▸ **EXERCISE DESCRIPTION**
Pull out each line of the material below that contains the word "flag", and copy those lines in full.

══ LISTED RECORDS ══

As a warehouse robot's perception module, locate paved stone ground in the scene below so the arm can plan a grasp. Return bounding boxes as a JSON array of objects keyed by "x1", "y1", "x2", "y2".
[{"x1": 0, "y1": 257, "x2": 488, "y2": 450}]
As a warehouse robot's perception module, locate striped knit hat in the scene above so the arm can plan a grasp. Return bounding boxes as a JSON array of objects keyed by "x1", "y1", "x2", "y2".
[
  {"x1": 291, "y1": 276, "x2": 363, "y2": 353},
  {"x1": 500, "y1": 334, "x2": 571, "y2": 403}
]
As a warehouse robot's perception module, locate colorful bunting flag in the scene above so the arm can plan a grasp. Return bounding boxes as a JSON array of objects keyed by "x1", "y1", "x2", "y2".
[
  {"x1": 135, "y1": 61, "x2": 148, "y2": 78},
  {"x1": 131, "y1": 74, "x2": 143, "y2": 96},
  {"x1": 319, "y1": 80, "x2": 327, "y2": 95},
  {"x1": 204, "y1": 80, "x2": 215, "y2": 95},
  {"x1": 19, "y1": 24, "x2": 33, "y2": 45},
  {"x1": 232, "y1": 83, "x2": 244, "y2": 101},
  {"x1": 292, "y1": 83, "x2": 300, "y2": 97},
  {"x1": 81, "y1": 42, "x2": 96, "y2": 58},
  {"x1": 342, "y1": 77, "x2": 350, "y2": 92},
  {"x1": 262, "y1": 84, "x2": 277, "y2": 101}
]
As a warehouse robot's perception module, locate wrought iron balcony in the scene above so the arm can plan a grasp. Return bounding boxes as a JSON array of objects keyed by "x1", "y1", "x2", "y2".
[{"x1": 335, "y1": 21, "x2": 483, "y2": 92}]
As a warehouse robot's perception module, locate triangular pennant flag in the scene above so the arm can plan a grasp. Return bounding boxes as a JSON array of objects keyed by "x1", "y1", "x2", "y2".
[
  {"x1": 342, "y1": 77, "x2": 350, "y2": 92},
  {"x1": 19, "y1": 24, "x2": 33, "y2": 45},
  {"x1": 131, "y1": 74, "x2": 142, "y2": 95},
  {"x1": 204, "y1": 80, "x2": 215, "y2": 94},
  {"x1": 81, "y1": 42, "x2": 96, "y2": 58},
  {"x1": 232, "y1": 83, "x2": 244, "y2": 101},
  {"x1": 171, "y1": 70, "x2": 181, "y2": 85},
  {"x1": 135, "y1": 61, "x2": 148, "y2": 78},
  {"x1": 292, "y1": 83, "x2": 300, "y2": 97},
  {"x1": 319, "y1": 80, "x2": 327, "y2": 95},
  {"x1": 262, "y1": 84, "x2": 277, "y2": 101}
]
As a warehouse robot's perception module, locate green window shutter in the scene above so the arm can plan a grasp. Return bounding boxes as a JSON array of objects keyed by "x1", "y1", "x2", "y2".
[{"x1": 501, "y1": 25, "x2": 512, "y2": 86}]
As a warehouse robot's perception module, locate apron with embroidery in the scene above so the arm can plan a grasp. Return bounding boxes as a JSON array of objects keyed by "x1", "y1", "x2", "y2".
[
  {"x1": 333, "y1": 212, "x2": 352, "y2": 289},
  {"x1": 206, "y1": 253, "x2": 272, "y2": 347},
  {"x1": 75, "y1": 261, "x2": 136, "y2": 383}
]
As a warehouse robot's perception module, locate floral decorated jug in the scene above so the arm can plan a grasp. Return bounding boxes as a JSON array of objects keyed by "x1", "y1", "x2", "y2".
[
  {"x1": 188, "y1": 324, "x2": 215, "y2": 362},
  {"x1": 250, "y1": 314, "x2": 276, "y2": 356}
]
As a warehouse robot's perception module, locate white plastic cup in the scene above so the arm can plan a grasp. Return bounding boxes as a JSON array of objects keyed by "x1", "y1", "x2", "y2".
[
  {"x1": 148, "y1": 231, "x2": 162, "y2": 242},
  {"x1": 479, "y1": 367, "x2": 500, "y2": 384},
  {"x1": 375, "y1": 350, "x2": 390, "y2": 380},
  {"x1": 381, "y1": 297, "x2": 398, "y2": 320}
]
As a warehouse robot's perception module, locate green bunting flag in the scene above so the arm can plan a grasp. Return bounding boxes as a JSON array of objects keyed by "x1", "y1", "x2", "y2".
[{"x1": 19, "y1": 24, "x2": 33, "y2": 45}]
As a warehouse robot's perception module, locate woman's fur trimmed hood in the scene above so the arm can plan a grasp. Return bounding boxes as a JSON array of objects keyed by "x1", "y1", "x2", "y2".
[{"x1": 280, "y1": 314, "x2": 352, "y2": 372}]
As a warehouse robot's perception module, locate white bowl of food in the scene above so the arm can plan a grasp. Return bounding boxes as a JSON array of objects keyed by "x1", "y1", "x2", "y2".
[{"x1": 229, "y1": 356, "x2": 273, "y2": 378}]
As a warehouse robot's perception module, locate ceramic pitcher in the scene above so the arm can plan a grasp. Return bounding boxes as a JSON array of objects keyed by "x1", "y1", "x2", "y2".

═══

▸ **RESPONSE TO THE TASK**
As a warehouse robot's perception module, locate colorful bunting flag in the scene above so the arm can plan a grasp. Return bounding boxes as a JSON array of objects keyed by "x1", "y1", "x2", "y2".
As a warehouse robot's perception module, locate triangular pennant flag in the scene above so the arm can plan a grasp. Return bounding boxes as a JSON array of objects keyed by "x1", "y1", "x2", "y2".
As a warehouse robot's perception module, locate green bunting flag in the scene above so the arm can plan a grasp. Return bounding boxes as a JSON array of objects keyed by "x1", "y1", "x2", "y2".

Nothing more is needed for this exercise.